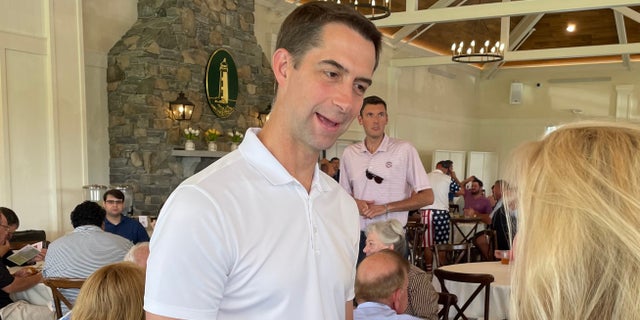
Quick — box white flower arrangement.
[184,127,200,140]
[227,129,244,143]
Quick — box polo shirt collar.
[360,133,390,152]
[73,224,103,232]
[238,128,329,191]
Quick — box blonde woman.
[356,219,438,320]
[71,262,145,320]
[505,122,640,320]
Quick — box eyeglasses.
[364,169,384,184]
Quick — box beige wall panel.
[0,0,48,37]
[3,50,56,230]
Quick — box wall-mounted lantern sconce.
[169,91,195,120]
[258,103,271,127]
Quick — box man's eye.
[354,83,369,95]
[324,71,339,78]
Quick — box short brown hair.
[276,1,382,70]
[355,249,409,303]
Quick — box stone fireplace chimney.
[107,0,274,215]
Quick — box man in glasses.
[102,189,149,244]
[340,96,433,261]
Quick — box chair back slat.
[44,278,85,318]
[438,292,458,320]
[433,269,494,320]
[434,242,473,268]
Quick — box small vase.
[184,140,196,151]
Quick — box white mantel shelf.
[171,149,229,158]
[171,149,229,178]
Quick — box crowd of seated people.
[43,201,133,312]
[6,123,640,320]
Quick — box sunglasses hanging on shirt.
[364,169,384,184]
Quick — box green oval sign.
[205,49,238,118]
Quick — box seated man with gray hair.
[124,242,149,270]
[353,249,420,320]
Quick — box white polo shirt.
[145,129,359,319]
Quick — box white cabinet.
[320,139,358,160]
[429,150,467,181]
[458,151,498,191]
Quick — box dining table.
[9,261,54,309]
[432,261,511,320]
[451,215,486,244]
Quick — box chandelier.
[324,0,391,20]
[451,40,504,63]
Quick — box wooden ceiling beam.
[613,7,640,23]
[390,43,640,67]
[389,0,455,47]
[482,13,544,79]
[613,11,631,70]
[374,0,640,27]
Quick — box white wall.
[0,0,87,238]
[0,0,640,239]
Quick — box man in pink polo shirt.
[340,96,433,261]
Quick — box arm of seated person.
[2,269,42,293]
[405,272,439,319]
[0,241,11,257]
[344,300,353,320]
[145,312,177,320]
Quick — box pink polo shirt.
[340,135,431,230]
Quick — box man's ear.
[391,288,404,313]
[271,48,293,85]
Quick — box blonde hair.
[71,262,145,320]
[505,122,640,320]
[355,249,409,303]
[366,219,407,255]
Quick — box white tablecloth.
[9,262,53,307]
[433,261,511,320]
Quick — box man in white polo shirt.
[340,96,433,261]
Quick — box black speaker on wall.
[509,82,524,104]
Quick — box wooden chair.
[438,292,458,320]
[433,242,473,268]
[405,219,429,270]
[10,230,47,250]
[433,269,494,320]
[44,278,85,318]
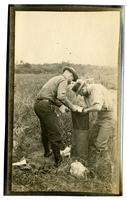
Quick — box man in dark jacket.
[34,67,78,167]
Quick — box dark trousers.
[34,100,61,163]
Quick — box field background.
[12,62,119,194]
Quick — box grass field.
[12,64,119,194]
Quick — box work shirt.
[84,84,112,111]
[37,75,73,108]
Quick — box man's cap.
[72,79,87,95]
[63,66,78,81]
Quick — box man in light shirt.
[72,80,113,158]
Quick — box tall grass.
[13,66,119,192]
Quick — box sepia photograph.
[4,5,124,196]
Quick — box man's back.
[37,75,67,100]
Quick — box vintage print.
[5,6,123,196]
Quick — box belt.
[36,97,52,103]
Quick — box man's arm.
[83,103,102,113]
[57,80,77,111]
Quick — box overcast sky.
[15,11,120,67]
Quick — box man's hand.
[73,105,83,113]
[59,105,69,113]
[82,108,88,114]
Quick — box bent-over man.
[34,67,78,167]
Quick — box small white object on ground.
[70,160,89,180]
[59,105,68,113]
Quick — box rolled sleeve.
[91,90,104,108]
[57,80,68,101]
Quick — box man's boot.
[51,142,62,167]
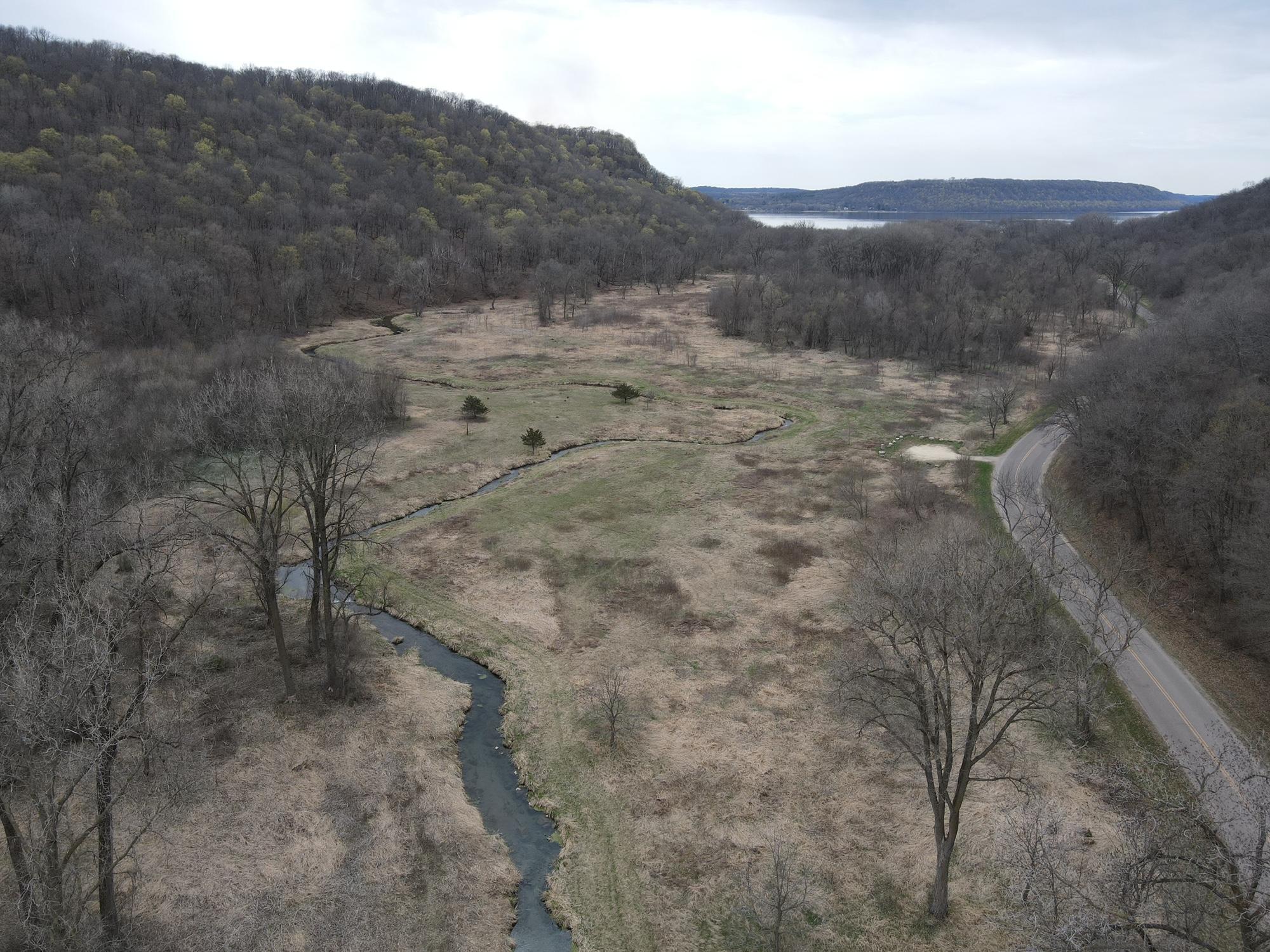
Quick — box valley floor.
[301,284,1133,952]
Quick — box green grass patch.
[970,463,1006,532]
[974,404,1054,456]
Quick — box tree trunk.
[0,800,33,919]
[314,534,343,697]
[97,741,119,948]
[926,834,956,920]
[262,586,296,697]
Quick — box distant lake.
[745,211,1168,228]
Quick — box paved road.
[993,424,1255,833]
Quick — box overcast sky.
[0,0,1270,194]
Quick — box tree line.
[0,319,403,949]
[0,28,745,345]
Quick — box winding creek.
[290,319,794,952]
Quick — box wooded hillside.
[0,28,744,344]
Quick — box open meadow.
[298,283,1133,949]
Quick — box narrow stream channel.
[282,564,573,952]
[287,333,794,952]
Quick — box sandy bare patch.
[904,443,961,463]
[297,283,1133,952]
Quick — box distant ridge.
[697,179,1212,213]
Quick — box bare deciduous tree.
[587,665,631,751]
[833,517,1054,919]
[283,364,382,697]
[738,836,812,952]
[890,458,937,520]
[999,751,1270,952]
[833,466,871,519]
[182,364,296,697]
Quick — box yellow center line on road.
[1015,440,1248,806]
[1118,630,1248,806]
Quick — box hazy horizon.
[4,0,1270,194]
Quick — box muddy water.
[282,565,573,952]
[279,418,794,952]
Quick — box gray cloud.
[5,0,1270,193]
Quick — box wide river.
[745,211,1168,228]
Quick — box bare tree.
[1008,751,1270,952]
[587,666,631,751]
[0,326,206,949]
[833,466,871,519]
[890,458,936,522]
[282,364,382,697]
[832,517,1054,919]
[738,836,812,952]
[979,377,1022,437]
[182,364,296,697]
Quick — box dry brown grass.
[302,288,1114,952]
[0,604,517,952]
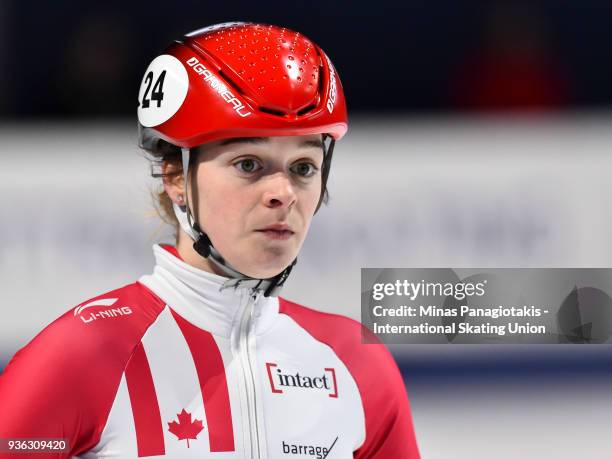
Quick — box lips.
[256,223,295,240]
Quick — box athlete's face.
[177,135,323,278]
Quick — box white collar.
[138,244,278,338]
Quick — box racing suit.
[0,245,419,459]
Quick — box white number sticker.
[138,54,189,127]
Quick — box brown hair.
[145,139,183,237]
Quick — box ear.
[161,161,185,205]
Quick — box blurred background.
[0,0,612,459]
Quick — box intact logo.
[74,298,132,324]
[325,55,338,113]
[266,362,338,398]
[187,57,252,118]
[283,437,338,459]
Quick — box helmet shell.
[138,23,348,148]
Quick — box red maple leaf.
[168,408,204,448]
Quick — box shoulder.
[0,283,165,448]
[6,283,164,372]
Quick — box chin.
[236,254,296,279]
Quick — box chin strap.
[172,148,297,296]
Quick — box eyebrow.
[219,137,324,149]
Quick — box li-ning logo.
[325,56,338,113]
[74,298,132,324]
[266,362,338,398]
[187,57,251,118]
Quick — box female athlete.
[0,23,418,459]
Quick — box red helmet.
[138,22,348,148]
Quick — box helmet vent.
[297,104,317,116]
[259,107,286,116]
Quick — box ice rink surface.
[0,117,612,459]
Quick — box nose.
[262,173,297,209]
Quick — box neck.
[176,228,227,277]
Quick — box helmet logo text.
[187,57,252,118]
[325,56,338,113]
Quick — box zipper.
[239,289,261,459]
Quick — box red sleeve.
[0,284,164,459]
[280,298,420,459]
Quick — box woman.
[0,23,418,459]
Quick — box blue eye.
[234,158,261,174]
[291,163,318,177]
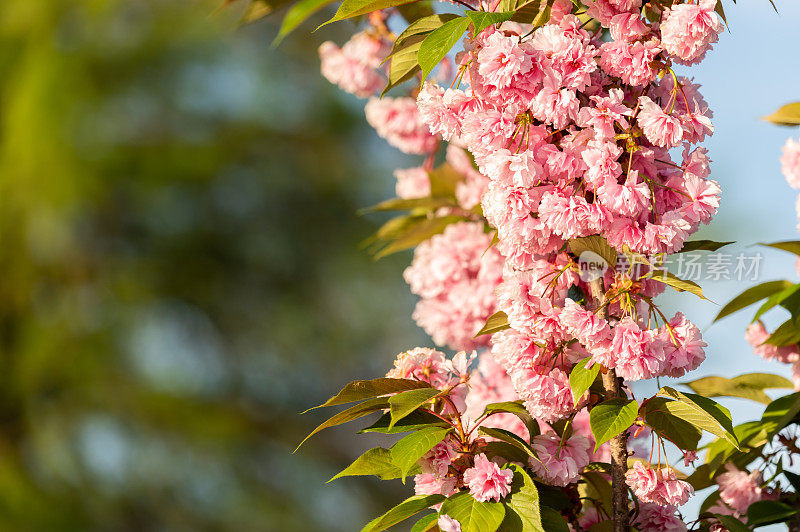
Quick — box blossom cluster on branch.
[253,0,800,532]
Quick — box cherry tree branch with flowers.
[228,0,800,532]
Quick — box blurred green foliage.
[0,0,424,531]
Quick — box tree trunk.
[589,278,630,532]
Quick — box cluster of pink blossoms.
[709,464,772,517]
[320,0,728,520]
[625,461,694,506]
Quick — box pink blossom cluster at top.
[464,454,514,502]
[709,464,771,517]
[403,222,503,350]
[464,351,530,441]
[625,461,694,506]
[781,132,800,231]
[528,432,592,486]
[319,31,392,98]
[634,502,686,532]
[320,0,728,512]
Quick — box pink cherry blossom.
[781,139,800,188]
[716,464,766,514]
[578,89,633,138]
[403,222,502,349]
[528,432,592,486]
[636,96,683,148]
[464,454,514,502]
[661,0,723,65]
[319,32,391,98]
[625,461,694,506]
[365,97,439,155]
[634,502,686,532]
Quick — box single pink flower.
[625,461,694,506]
[528,432,592,486]
[464,454,514,502]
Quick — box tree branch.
[589,277,630,532]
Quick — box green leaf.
[589,399,639,451]
[381,35,425,97]
[569,357,600,404]
[419,17,470,81]
[292,396,390,453]
[747,500,800,528]
[764,102,800,126]
[361,495,445,532]
[397,0,433,24]
[542,506,570,532]
[483,401,539,438]
[411,512,439,532]
[328,447,410,482]
[467,11,515,35]
[389,388,442,428]
[714,281,793,321]
[713,514,750,532]
[392,427,453,483]
[358,410,450,434]
[303,378,431,414]
[678,240,735,253]
[473,310,511,338]
[439,491,506,532]
[683,373,794,404]
[714,0,730,31]
[478,427,539,461]
[272,0,333,42]
[658,386,739,449]
[761,392,800,440]
[390,13,458,55]
[375,216,463,260]
[642,397,703,451]
[498,464,544,532]
[317,0,417,29]
[645,270,706,299]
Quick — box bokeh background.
[0,0,800,531]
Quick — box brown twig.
[589,277,630,532]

============

*What the task asks*. Which lines in the records above contain the string "gray", matching case exactly? Pick out each one and copy it in full.

*Result of the task*.
Quick — box seated man with gray hair.
Quick — box gray cloud.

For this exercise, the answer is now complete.